§ WHAT TO WORK ON
Update the data below so that each occurrence of "sample" reads "example", with everything else left unchanged.

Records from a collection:
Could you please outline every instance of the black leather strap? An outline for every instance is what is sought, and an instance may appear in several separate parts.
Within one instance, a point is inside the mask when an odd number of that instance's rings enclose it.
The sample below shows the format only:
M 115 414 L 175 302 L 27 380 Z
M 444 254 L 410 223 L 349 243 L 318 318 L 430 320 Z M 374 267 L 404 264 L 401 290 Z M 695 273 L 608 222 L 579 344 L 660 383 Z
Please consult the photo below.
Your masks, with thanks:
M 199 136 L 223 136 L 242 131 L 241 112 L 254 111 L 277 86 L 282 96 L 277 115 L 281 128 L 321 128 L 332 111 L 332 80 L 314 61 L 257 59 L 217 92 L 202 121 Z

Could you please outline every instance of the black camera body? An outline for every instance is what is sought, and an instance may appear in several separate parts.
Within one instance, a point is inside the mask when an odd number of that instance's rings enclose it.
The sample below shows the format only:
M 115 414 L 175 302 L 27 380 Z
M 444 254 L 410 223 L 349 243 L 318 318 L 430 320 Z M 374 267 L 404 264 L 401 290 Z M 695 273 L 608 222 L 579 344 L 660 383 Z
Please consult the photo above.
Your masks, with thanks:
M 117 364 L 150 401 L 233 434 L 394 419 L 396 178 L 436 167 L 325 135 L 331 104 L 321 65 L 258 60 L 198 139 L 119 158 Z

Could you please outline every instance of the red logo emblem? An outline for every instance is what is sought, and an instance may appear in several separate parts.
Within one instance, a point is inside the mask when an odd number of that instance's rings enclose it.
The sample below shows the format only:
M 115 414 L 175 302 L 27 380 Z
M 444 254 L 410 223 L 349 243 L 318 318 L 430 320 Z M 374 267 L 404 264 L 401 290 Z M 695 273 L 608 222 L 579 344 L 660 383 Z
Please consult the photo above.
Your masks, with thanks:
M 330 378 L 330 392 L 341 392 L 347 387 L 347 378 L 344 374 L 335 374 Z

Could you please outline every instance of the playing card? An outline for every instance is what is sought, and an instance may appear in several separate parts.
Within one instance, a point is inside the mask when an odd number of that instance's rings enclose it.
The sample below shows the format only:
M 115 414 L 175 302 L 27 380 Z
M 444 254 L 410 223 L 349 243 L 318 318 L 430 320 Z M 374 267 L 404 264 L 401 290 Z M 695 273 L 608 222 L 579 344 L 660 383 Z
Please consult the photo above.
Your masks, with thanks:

§ WRITTEN RESPONSE
Could you please outline every instance of the black leather strap? An outline for every instance is what is sought, and an instance may appear in several separate parts.
Within one instance, a point is inside the mask when an odd number of that instance's rings enclose it.
The example below shows the format only:
M 115 414 L 175 302 L 27 380 Z
M 444 254 L 410 223 L 349 243 L 318 318 L 430 320 Z M 374 267 L 404 264 L 401 290 Z M 695 273 L 608 222 L 579 344 L 660 383 Z
Please consult the photo below.
Your masks, with thanks:
M 199 136 L 223 136 L 242 131 L 241 112 L 254 111 L 277 86 L 282 96 L 277 115 L 281 128 L 321 128 L 332 111 L 332 80 L 314 61 L 257 59 L 217 92 L 202 121 Z

Could you please outline every instance of the black camera body? An outline for every instance is what is sought, and an instance may appear in several separate parts.
Within one instance, a point is inside the mask when an odd number of that instance's rings enclose it.
The example below shows the format only:
M 115 414 L 175 302 L 27 380 Z
M 444 254 L 410 223 L 349 243 L 318 318 L 430 320 Z M 374 267 L 404 264 L 401 290 Z M 695 273 L 608 222 L 579 344 L 660 383 Z
Please consult the photo above.
Your masks, with thanks:
M 117 364 L 150 401 L 233 434 L 394 419 L 396 178 L 436 167 L 325 135 L 331 104 L 321 65 L 258 60 L 198 139 L 119 158 Z

Could you please outline every instance of the red logo emblem? An outline for every instance is what is sought, and an instance may appear in several separate parts.
Within one instance, a point is inside the mask when an odd number of that instance's rings enclose it.
The example below shows the format only:
M 115 414 L 175 302 L 27 380 Z
M 444 254 L 410 223 L 349 243 L 318 318 L 430 320 Z M 374 267 L 404 264 L 401 290 Z M 695 273 L 608 222 L 579 344 L 660 383 Z
Please consult the photo above.
Your masks, with thanks:
M 330 378 L 330 392 L 341 392 L 347 387 L 347 378 L 344 374 L 335 374 Z

Could you please outline every instance of the playing card? An outline for every instance is what is sought, and an instance may appear in several separate parts.
Within one instance, a point is inside the mask when an odd number of that instance's rings enclose it.
The example below shows the format only:
M 115 414 L 175 302 L 27 380 Z
M 444 254 L 410 223 L 349 243 L 318 318 L 430 320 Z M 374 267 L 404 264 L 401 290 Z M 695 273 L 608 222 L 579 344 L 660 383 Z
Please consult the photo above.
Your masks, with thanks:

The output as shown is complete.